**WORK TO COMPLETE**.
Your answer must be only the lines below from the one containing "Task: a point for each instance of the stone" through the one containing "Target: stone ruin wall", copied exactly, with the pictures left out.

**DATA TO PROCESS**.
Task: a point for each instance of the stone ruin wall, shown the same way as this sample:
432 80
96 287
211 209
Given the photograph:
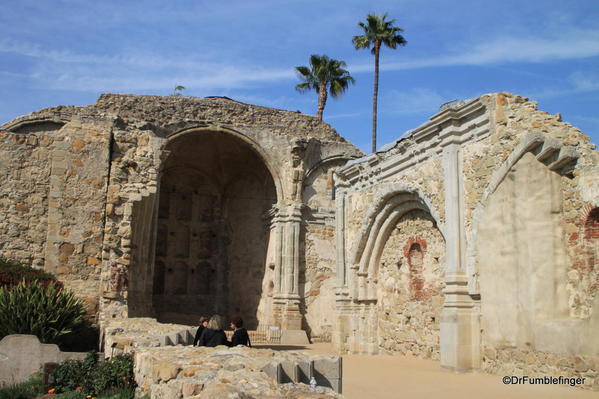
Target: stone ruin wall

---

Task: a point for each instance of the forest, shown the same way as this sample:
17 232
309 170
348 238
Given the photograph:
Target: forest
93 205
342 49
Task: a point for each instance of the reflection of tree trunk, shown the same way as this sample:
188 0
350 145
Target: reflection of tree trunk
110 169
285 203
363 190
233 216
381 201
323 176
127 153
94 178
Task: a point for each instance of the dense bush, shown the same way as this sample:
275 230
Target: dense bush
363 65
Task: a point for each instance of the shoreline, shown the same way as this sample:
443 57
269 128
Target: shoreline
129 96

**RESPONSE**.
Task: a point for each instance of the stone ruin wall, shown the same way as this sample:
432 80
96 287
211 209
Given the photograph:
Target: stone ruin wall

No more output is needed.